**REQUEST**: Reproduce every line of the data below verbatim, without altering anything.

**DATA**:
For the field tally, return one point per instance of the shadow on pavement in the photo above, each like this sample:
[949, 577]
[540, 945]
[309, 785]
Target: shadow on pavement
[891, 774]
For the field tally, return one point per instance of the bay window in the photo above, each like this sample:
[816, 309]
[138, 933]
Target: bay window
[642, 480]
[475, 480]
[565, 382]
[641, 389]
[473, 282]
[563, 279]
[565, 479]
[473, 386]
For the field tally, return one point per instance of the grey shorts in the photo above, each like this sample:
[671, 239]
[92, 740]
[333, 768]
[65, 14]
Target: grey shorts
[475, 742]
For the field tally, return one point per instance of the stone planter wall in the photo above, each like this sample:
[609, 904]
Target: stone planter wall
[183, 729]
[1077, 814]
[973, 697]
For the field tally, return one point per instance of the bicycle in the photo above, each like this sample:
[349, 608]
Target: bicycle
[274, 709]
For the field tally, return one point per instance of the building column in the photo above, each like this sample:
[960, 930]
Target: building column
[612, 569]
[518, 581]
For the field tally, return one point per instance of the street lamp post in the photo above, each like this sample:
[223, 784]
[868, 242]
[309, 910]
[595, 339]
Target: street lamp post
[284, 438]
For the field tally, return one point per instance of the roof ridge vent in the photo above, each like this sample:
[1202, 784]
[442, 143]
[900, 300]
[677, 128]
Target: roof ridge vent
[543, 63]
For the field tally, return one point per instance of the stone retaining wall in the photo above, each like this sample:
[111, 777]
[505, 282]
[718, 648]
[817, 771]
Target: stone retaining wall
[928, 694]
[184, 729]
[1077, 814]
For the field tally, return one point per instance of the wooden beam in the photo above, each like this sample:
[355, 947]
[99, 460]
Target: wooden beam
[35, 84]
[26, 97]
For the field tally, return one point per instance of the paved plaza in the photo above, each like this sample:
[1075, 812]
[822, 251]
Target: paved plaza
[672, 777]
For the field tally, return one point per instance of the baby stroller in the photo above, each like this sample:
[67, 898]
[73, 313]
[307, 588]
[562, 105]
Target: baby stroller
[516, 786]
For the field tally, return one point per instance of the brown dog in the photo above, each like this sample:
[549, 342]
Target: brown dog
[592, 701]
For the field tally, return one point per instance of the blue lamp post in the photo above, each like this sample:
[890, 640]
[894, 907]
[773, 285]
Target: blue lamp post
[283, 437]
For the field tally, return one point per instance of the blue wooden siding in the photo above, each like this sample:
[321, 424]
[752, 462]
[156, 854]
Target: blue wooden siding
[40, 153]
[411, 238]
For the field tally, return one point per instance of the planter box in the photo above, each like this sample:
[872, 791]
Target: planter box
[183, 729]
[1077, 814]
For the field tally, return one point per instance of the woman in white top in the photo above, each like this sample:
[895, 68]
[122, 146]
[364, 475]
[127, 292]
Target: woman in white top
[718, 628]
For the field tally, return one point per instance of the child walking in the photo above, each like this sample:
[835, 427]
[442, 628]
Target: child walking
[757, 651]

**FINISHED ANSWER**:
For the field tally, return one point per instance of the shadow on pavement in the photo above, each like this sample:
[949, 577]
[540, 945]
[309, 785]
Target: shadow on pavement
[891, 774]
For the field tally, return one point per instance of the bay window in the photo above, each like this sample:
[816, 309]
[138, 933]
Target: bay window
[642, 480]
[475, 480]
[565, 382]
[641, 389]
[473, 282]
[563, 279]
[565, 479]
[473, 386]
For the field tally, return one point per instance of the grey shorts in the photo above, each like this sample:
[671, 239]
[92, 740]
[333, 768]
[65, 14]
Target: grey shorts
[475, 742]
For the field tally, return one point per instance of the stone planter wall in the photo above, each like this sample:
[609, 904]
Target: stone planter wall
[183, 729]
[1077, 814]
[973, 697]
For the field tally, return one point per instance of the bicycle in the photo above, each like this sample:
[349, 608]
Target: bicycle
[274, 709]
For the field tally, return one point per instance of the building column in the photo above, each like this sample:
[960, 930]
Target: building column
[612, 569]
[518, 581]
For the field tally, return one point per instance of the street lamp post in the photo above, each like this sample:
[223, 784]
[868, 242]
[309, 910]
[595, 339]
Target: street lamp post
[284, 438]
For the field tally, return one point per instance of the roof ridge vent in the photo above, each like this sample:
[1202, 784]
[442, 143]
[900, 300]
[677, 128]
Target: roof ridge vent
[543, 63]
For the field tally, return one point per instance of the stone retaining wall in the photo above, each like this sample:
[111, 777]
[505, 282]
[718, 648]
[817, 771]
Target: stone retaining wall
[928, 694]
[184, 729]
[1077, 814]
For the field tally, return one point per instance of the wooden beam in the photo above, each like this sample:
[355, 947]
[99, 460]
Target: wooden beam
[35, 84]
[26, 97]
For the field tally, return one point per instance of the paved plaza in the photo above, each like this sample:
[1075, 812]
[822, 251]
Target: paved plaza
[672, 777]
For the field tally, return one point per instance of the baby stroller in the photo above, each like this sample:
[67, 898]
[73, 313]
[307, 588]
[562, 105]
Target: baby stroller
[516, 786]
For the field tally, return one point per instance of the brown dog in the photo above, each like this sample:
[549, 342]
Target: brown dog
[592, 701]
For the field tally, return one point per instance of the blue lamp post in the photo above, each like this sample:
[890, 640]
[894, 907]
[773, 285]
Target: blue lamp post
[283, 437]
For the field tally, return one point per instance of the blue wooden siding in the photo above, each like this sample:
[321, 424]
[752, 462]
[156, 854]
Target: blue wooden siding
[40, 153]
[411, 238]
For the field tally, return one point per instance of the planter box in the photo above, each like this sample:
[872, 791]
Target: planter box
[183, 729]
[1077, 814]
For the field tally, return one point per instance of the woman in white top in the photo above, each like this sample:
[895, 68]
[122, 146]
[364, 475]
[127, 292]
Target: woman in white top
[718, 628]
For the field tally, return one point per instance of the child walking in the photo above, each like this sample:
[835, 427]
[442, 628]
Target: child walking
[757, 651]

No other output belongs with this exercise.